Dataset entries
***
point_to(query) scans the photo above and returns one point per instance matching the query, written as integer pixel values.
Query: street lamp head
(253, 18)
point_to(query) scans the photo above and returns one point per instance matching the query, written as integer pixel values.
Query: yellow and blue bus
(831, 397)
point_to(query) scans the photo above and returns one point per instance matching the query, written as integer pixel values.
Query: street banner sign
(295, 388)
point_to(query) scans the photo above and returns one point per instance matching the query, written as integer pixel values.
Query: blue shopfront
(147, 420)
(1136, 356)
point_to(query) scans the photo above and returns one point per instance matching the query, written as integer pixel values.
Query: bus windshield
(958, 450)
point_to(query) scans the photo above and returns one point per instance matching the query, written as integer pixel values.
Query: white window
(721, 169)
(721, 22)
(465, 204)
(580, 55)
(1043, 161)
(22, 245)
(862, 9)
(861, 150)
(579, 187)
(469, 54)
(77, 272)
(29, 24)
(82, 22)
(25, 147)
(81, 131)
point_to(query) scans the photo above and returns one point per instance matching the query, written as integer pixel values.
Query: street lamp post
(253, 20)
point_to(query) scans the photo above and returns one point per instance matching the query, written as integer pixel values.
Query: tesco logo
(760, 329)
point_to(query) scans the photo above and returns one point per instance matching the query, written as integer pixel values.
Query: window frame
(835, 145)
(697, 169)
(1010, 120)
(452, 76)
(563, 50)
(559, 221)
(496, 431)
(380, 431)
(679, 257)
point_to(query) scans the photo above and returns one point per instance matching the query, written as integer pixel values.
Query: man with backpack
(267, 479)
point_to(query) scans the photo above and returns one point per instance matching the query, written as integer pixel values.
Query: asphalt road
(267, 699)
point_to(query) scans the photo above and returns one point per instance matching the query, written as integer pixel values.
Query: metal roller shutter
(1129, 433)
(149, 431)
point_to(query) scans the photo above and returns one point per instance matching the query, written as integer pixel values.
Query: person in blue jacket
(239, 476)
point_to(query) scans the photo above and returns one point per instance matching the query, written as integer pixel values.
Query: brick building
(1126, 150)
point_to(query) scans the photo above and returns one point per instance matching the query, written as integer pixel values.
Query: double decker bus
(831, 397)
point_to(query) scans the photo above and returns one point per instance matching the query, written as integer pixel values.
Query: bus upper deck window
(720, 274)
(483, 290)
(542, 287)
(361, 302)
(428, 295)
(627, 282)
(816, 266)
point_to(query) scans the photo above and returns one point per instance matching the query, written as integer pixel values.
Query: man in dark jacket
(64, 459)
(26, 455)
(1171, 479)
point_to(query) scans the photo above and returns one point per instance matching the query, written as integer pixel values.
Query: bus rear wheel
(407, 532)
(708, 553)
***
Lines from the one containing "Query: man in dark jacket" through the last line of the data above are the only output wanted; restate them exactly.

Query: man in dark jacket
(64, 459)
(26, 455)
(1171, 479)
point_to(query) scans the photo above and returns one point per instance matching the query, written as integer pixel values.
Query: bus rear wheel
(407, 532)
(708, 553)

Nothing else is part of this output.